- _PROBLEM STATEMENT_: Count the lines in the entries below that contain the string "target", with case counting, and reply with only that number.

- _TASK DATA_:
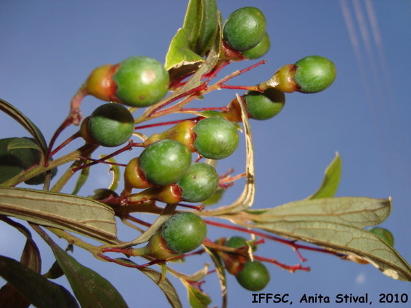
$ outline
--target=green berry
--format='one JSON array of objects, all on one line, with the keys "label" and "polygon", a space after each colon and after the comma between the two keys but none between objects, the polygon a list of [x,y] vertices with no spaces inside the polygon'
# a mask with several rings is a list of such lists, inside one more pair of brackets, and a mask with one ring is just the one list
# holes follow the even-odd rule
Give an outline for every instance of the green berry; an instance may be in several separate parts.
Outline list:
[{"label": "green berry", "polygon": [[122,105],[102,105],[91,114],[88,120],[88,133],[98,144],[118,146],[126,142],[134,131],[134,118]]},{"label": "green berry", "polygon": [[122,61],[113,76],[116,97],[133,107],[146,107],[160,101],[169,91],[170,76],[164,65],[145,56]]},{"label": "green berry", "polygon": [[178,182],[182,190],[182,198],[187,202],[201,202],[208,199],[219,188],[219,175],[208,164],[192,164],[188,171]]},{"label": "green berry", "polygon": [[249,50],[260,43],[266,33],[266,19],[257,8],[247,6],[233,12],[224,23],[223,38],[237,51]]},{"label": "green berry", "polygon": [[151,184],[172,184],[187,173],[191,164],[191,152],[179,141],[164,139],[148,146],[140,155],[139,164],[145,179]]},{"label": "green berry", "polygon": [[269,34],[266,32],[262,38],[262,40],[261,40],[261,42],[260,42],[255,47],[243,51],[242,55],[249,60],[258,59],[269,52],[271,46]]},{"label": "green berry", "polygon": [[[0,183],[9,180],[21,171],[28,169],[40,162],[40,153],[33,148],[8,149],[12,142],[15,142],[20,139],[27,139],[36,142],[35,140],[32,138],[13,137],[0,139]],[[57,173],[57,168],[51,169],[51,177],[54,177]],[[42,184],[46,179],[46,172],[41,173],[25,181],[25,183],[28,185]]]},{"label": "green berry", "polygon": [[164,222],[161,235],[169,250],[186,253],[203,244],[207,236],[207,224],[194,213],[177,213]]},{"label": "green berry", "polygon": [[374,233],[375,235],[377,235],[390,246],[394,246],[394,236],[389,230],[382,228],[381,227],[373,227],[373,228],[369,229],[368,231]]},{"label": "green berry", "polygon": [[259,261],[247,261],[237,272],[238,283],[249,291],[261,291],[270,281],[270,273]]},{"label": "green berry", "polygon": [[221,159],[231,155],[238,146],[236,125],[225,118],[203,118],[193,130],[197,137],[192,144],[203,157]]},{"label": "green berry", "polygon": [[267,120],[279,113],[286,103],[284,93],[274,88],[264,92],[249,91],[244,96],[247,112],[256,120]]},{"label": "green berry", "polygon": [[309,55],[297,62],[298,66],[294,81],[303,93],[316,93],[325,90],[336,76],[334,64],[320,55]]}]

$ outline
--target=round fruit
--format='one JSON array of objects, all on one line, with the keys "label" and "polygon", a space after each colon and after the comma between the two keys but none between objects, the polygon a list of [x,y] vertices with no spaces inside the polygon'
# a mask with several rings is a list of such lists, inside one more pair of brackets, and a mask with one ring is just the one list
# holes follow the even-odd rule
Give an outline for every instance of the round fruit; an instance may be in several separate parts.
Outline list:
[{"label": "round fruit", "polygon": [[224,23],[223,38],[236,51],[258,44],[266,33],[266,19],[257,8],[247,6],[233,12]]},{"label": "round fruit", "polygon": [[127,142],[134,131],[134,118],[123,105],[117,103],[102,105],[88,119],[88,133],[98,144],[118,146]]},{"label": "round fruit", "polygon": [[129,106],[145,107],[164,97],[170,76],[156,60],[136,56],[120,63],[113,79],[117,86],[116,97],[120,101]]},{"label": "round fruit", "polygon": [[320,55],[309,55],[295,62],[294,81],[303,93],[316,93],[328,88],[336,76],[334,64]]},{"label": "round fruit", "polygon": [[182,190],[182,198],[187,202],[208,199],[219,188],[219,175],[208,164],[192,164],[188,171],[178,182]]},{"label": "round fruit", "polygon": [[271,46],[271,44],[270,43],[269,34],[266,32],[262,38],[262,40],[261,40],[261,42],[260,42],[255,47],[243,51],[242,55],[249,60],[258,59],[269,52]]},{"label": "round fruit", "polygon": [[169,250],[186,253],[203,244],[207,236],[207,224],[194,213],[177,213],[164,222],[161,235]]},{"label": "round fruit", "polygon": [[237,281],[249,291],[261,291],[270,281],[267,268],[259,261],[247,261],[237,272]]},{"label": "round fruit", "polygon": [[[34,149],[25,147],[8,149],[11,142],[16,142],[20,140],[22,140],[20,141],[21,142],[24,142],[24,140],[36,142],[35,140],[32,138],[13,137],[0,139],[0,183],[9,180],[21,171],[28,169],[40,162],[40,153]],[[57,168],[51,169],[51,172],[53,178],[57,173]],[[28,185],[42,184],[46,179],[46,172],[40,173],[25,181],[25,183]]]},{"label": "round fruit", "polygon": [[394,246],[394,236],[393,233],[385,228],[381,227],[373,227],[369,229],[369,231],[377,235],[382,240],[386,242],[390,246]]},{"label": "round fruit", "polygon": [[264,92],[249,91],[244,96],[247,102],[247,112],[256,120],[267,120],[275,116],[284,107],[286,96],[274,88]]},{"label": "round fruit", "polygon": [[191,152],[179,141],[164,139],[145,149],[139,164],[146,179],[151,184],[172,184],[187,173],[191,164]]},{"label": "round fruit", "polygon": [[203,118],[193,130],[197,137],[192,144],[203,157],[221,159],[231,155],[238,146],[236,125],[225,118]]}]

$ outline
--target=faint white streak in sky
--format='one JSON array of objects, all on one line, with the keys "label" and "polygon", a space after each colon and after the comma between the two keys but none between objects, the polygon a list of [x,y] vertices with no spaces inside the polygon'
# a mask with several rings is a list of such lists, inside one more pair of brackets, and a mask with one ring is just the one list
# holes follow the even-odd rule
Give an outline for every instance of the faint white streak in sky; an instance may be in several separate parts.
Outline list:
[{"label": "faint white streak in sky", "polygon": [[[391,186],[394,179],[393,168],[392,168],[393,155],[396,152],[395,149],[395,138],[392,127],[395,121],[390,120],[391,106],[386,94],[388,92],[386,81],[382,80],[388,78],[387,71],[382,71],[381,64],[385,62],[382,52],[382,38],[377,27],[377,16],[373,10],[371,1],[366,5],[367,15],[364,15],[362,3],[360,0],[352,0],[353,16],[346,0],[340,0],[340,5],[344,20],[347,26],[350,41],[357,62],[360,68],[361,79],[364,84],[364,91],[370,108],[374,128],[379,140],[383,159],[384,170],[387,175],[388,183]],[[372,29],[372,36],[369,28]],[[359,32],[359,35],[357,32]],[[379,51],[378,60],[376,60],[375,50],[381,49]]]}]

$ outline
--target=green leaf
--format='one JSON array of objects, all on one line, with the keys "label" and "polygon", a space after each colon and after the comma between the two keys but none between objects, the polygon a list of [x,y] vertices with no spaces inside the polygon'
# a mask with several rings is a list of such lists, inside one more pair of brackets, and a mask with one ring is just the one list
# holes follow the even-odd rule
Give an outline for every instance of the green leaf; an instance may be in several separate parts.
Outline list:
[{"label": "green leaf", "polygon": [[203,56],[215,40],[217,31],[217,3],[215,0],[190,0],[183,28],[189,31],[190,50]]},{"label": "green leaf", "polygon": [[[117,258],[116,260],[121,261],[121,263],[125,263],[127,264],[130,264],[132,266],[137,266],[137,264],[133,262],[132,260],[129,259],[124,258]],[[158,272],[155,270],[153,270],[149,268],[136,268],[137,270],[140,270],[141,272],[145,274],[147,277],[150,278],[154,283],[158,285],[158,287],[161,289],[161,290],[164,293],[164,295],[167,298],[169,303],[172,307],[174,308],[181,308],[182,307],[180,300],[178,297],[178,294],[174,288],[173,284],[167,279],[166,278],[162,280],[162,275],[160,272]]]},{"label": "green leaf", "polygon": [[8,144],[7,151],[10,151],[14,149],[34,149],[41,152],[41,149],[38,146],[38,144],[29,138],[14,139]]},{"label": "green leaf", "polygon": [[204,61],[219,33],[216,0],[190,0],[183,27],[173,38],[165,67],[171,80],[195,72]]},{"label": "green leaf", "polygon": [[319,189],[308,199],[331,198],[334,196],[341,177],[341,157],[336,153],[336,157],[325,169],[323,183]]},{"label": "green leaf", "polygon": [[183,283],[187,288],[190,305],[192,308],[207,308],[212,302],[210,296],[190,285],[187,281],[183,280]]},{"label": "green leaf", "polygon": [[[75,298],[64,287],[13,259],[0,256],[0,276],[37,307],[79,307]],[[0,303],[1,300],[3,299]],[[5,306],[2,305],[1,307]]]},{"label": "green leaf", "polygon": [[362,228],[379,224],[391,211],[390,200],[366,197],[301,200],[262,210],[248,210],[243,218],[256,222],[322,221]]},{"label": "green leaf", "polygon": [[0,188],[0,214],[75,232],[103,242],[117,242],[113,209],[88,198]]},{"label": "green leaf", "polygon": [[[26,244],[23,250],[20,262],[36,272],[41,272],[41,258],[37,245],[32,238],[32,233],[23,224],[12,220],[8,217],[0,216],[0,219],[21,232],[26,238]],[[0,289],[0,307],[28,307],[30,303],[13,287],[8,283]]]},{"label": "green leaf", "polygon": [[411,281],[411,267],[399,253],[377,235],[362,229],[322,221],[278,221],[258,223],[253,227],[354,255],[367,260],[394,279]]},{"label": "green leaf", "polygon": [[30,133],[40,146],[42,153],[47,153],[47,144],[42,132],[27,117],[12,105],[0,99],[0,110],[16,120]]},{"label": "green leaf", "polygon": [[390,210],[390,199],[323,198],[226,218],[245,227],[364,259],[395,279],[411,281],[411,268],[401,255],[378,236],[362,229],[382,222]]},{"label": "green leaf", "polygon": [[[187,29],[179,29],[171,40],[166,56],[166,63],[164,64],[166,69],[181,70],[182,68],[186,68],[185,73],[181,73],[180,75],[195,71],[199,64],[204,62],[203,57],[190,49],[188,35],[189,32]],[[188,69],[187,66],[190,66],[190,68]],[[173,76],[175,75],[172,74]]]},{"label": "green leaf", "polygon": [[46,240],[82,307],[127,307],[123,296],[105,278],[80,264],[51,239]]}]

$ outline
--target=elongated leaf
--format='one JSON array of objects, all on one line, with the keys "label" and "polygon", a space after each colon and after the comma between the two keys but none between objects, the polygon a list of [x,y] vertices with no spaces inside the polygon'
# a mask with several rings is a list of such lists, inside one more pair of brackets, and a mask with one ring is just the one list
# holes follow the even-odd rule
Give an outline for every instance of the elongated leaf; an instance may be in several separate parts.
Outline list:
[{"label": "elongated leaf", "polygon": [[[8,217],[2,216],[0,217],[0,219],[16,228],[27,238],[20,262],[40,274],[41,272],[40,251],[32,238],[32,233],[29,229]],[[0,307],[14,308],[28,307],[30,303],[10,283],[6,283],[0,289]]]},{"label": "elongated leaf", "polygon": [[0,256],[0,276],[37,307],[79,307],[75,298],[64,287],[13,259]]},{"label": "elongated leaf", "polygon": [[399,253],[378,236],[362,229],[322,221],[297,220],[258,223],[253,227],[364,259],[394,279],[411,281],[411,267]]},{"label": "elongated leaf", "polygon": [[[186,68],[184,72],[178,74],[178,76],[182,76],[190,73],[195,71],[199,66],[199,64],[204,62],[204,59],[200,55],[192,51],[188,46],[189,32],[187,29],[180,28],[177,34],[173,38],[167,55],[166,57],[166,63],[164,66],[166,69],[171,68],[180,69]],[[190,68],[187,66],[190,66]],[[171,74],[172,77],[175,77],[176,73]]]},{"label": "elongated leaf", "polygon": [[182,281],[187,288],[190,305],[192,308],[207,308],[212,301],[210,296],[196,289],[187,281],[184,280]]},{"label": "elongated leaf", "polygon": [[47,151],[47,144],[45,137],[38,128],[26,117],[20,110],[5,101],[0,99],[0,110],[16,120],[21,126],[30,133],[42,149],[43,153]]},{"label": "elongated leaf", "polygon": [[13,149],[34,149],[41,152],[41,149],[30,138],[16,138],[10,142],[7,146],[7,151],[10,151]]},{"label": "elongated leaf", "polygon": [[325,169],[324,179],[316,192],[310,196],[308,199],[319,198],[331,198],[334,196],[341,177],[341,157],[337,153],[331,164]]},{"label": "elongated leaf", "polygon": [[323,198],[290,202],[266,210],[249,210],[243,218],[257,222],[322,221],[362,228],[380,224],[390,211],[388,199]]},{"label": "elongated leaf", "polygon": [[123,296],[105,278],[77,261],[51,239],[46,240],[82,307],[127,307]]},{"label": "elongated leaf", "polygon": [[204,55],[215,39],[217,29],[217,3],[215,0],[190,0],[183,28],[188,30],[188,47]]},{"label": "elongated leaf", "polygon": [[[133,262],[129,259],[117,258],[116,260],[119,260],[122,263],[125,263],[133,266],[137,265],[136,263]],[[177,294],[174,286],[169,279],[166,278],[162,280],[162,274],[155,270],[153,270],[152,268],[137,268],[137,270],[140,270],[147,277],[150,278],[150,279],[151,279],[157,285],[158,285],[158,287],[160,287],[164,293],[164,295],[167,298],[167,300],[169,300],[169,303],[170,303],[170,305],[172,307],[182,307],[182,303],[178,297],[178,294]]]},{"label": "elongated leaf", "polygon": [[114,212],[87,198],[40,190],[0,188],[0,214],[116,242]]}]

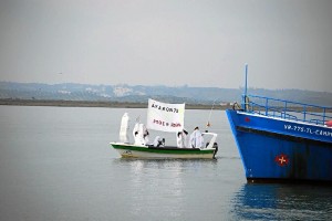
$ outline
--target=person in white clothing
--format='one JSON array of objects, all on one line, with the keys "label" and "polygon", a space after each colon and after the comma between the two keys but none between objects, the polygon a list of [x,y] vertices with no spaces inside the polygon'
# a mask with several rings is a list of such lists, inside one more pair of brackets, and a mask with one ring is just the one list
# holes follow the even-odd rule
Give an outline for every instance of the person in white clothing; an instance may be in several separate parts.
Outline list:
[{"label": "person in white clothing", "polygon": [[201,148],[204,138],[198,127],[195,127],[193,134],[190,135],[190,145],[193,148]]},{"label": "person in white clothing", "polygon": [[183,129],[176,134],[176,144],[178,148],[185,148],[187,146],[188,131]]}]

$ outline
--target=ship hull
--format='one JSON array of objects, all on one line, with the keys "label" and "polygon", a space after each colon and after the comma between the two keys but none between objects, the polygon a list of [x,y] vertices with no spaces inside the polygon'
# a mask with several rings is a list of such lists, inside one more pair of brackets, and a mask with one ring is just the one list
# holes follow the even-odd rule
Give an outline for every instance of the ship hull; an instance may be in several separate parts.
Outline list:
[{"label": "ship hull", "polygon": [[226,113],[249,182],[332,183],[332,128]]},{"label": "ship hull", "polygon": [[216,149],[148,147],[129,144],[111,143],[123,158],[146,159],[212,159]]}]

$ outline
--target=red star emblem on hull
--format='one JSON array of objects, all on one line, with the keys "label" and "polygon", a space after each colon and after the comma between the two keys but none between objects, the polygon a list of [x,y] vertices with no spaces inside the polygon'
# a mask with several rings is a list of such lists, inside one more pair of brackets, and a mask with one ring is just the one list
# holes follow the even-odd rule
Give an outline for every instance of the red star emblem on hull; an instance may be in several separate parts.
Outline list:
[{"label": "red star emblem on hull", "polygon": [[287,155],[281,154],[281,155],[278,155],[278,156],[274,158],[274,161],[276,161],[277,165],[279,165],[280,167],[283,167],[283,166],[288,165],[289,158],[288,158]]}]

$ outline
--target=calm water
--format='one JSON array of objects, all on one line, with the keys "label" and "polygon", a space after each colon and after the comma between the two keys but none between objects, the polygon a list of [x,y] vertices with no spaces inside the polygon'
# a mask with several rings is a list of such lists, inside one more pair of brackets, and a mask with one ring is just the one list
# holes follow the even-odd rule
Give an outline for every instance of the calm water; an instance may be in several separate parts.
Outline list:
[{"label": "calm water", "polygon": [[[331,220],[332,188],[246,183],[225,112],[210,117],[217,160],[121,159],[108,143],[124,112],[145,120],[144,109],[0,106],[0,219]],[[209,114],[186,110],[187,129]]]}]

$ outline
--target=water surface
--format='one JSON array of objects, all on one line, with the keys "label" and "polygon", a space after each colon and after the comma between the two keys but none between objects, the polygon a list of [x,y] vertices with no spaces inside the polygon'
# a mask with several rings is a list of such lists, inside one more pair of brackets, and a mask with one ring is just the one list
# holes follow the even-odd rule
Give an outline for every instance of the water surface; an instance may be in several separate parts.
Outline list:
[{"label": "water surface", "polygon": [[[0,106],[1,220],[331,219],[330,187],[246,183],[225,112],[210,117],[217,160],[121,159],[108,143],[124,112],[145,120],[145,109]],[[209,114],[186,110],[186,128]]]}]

- _FULL OUTPUT_: 10